[REQUIRED TASKS]
(a) Translate this sentence from the press statement on drug smuggling in Liberia into French: "Liberians are also reminded about the illegal importation of arms and ammunition through the same Freeport of Monrovia."
(b) Continue the press statement on drug smuggling in Liberia after its final sentence.

[READING PASSAGE]
########
In its press statement titled “Weah Makes Liberia Lawless And Unsafe: Drug Smuggling On The Rise, the National Campaign Committee to Elect Alexander B. Cummings President of Liberia said the confirmation by Government that the so-called moringa leaves being smuggled under the facilitation of the head of security of RIA points the smuggling ring directly to the Office of President.

The CPP said disturbing details raise serious questions about the security at Liberia’s ports of entry, as well as the collusion of senior government officials in smuggling and peddling of dangerous narcotics in the country.

“The latest drug smuggling through the RIA reminds of the $100M cocaine smuggled into Liberia through the Freeport of Monrovia, for which a lame, conspiratorial, and collusive investigation and prosecution saw the perpetrators walk out of jail and away from Liberia with no consequences for the commission of an international crime, on the watch of the Weah-led Government.

Liberians are also reminded about the illegal importation of arms and ammunition through the same Freeport of Monrovia. Again, a lame investigation and conspiratorial cover-up led to no arrests, no prosecution, and accordingly no conviction for international arms smuggling into the country.

To date, amidst reports of the training and arming of private militias and ex-combatants by some government officials, no public accounting exists for the smuggled arms and ammunition,” CPP said.

The party said Liberia has become increasingly lawless under President Weah’s six-year rule. It asserted that officials with responsibility to ensure the integrity of the country’s borders are being caught in schemes and collusion to aid and abet the breaking of not just Liberian laws but the commission of international crimes.

“Kush” and other dangerous drugs are addicting and killing our children. Liberia is being robbed of its future by poisoning the minds of our young people,” the CPP said.
########
[EXCERPTED RECORDS]
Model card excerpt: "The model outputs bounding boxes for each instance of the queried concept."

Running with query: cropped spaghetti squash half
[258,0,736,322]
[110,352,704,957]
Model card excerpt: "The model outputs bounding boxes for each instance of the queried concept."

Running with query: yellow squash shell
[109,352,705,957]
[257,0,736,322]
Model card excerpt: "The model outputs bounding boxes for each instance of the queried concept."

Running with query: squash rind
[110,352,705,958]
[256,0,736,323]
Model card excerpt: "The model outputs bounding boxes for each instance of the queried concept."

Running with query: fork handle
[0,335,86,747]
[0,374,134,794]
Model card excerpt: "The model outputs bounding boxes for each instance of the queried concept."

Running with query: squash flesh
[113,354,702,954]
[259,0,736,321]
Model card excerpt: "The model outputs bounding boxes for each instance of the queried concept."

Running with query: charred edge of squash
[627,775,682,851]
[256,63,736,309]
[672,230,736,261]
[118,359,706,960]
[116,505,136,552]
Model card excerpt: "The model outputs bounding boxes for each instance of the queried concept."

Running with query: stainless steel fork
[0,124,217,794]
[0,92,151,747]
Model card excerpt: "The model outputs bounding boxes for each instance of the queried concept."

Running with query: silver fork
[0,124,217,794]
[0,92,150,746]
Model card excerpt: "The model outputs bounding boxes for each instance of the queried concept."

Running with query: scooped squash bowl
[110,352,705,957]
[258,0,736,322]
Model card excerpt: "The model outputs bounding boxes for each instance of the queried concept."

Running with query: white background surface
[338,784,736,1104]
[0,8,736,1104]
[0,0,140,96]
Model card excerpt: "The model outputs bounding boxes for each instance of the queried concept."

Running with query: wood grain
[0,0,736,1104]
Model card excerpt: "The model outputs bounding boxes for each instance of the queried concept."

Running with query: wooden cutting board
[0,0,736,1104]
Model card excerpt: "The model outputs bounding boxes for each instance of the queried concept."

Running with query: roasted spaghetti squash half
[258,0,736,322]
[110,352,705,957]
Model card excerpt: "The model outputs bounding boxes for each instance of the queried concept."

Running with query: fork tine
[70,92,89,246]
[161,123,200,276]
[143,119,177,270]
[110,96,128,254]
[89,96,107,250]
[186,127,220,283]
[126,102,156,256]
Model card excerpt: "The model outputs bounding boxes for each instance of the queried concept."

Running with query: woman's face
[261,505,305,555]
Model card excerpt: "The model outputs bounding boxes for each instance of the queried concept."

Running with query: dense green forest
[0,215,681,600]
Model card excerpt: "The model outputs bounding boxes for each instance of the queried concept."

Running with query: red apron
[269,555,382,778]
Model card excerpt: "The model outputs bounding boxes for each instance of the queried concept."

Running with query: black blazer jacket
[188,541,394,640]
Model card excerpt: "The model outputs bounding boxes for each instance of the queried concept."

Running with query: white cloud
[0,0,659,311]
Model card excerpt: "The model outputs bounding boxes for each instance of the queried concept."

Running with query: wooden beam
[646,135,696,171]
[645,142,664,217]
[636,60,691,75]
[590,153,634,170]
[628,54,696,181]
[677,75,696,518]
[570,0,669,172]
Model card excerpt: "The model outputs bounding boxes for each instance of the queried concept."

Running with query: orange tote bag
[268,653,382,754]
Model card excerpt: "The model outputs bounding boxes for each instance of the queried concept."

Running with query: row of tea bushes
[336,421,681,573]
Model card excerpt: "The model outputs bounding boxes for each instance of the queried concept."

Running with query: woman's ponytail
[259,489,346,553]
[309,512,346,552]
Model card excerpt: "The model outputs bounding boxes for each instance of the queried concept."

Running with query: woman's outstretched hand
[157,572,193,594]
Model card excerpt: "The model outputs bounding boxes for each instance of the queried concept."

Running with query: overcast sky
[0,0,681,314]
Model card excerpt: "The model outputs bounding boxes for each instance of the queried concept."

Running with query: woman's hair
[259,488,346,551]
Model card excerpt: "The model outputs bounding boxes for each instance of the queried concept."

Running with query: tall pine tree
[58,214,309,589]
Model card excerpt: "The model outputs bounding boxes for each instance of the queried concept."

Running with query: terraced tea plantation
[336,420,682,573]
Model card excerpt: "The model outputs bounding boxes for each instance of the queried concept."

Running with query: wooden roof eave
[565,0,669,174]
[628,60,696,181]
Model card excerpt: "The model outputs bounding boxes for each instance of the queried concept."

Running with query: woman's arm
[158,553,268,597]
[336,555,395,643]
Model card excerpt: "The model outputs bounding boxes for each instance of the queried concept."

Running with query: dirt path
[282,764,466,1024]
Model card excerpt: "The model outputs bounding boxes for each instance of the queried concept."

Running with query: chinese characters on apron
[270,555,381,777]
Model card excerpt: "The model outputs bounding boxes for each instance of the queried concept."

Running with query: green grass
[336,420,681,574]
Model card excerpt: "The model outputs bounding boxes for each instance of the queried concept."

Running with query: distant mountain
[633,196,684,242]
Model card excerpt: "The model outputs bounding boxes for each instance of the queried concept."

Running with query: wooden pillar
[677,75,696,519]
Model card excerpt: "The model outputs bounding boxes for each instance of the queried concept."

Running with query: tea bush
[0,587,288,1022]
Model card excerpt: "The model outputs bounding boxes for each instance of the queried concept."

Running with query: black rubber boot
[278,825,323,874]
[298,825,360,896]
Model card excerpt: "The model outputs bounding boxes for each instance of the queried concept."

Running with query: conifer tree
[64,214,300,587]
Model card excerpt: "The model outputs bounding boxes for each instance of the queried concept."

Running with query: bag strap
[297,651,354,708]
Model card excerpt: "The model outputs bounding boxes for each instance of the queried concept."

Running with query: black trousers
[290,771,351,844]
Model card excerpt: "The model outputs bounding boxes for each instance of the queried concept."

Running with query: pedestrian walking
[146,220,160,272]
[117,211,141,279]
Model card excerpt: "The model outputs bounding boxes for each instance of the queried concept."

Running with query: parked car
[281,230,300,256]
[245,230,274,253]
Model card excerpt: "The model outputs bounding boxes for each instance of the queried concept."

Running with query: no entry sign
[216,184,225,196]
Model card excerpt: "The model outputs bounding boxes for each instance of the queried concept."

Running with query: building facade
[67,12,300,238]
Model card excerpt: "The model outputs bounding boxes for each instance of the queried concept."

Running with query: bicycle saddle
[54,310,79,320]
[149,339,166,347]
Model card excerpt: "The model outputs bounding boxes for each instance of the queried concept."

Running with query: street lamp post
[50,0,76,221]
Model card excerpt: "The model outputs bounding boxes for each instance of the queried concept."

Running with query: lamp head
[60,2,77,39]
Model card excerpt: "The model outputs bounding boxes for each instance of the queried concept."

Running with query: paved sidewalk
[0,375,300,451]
########
[FINAL RESULTS]
(a) On rappelle également aux Libériens l'importation illégale d'armes et de munitions par le même Freeport de Monrovia.

(b)
Sometime last year, cocaine valued at US100 million was discovered in a TRH Trading Company, importers of frozen food warehouse.

Few months later in February this year, cocaine worth US37 Million was discovered in another container belonging to TRH Trading Company.

Officials of the Liberia Drug Enforcement Agency (LDEA) through its director general, Michael Zeyhou, said the drug valued at US$37 million was linked to an unidentified Kenya national.

In July this year, the Government of Liberia passed a new drug law known as the Control and Substance Act to strengthen existing laws. Under the new law, an illegal possession of drugs or trafficking of contraband substances is a non-bailable offense.

The new law seeks to restrict, manage, curtail, or eliminate the import or export of illicit drugs in the country. It named narcotic substances and their widespread misuse and abuse as well as the proliferation of contraband substances in the country.

The law indicates in parts that an individual would have committed an offense if he or she intentionally or knowingly imports or traffics controlled drugs or substances in Liberia.

It also described as serious offense, a first-degree felony, which is subject to a maximum imprisonment term of 10 to twenty years for serious offenders.

It remains to be seen how far this investigation will go to bring perpetrators to book as members of the opposition community will not be adding this to their laundry list of reasons why they think Liberians should not reelect incumbent President Weah.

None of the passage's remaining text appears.